» **What needs to be done**: Convert every one of the entries below into a two-column CSV with the headers input and output, one row per entry. Put each entry's text and its answer in their own quoted fields, replacing line breaks with spaces.
[BEGIN Recorded information]
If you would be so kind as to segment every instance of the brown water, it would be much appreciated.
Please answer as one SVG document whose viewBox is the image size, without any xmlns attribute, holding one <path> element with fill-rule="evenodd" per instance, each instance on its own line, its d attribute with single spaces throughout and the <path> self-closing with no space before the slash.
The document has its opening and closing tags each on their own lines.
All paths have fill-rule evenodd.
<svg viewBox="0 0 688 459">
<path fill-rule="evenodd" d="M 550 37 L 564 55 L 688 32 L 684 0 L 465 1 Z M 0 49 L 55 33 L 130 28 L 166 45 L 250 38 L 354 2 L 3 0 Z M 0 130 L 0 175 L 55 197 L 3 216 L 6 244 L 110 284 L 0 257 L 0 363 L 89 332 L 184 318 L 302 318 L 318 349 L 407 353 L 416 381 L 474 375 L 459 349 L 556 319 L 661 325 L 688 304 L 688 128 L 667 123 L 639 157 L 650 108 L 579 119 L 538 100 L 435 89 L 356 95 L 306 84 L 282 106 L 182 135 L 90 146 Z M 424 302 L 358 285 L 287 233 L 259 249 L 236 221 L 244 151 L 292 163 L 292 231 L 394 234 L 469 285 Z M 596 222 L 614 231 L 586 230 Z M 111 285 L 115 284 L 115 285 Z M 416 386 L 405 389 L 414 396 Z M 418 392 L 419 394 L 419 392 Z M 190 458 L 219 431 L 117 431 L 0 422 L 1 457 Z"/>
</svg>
[END Recorded information]
» **Complete response**:
input,output
"If you would be so kind as to segment every instance of the brown water, it would be much appreciated. Please answer as one SVG document whose viewBox is the image size, without any xmlns attribute, holding one <path> element with fill-rule=""evenodd"" per instance, each instance on its own line, its d attribute with single spaces throughout and the <path> self-closing with no space before the slash. The document has its opening and closing tags each on their own lines. All paths have fill-rule evenodd.","<svg viewBox=""0 0 688 459""> <path fill-rule=""evenodd"" d=""M 550 37 L 564 55 L 688 32 L 684 0 L 465 1 Z M 0 49 L 55 33 L 130 28 L 166 45 L 250 38 L 354 2 L 3 0 Z M 0 130 L 0 175 L 55 197 L 3 216 L 6 244 L 110 284 L 0 257 L 0 363 L 89 332 L 184 318 L 302 318 L 318 349 L 407 353 L 416 381 L 474 375 L 459 349 L 556 319 L 661 325 L 688 304 L 688 128 L 667 123 L 639 157 L 650 108 L 579 119 L 538 100 L 435 89 L 356 95 L 306 84 L 282 106 L 182 135 L 90 146 Z M 424 302 L 358 285 L 287 233 L 259 249 L 236 221 L 244 151 L 292 163 L 292 231 L 394 234 L 469 285 Z M 596 222 L 614 231 L 586 230 Z M 111 285 L 115 284 L 115 285 Z M 416 386 L 405 389 L 414 396 Z M 418 392 L 419 394 L 419 392 Z M 190 458 L 219 431 L 117 431 L 0 422 L 1 457 Z""/> </svg>"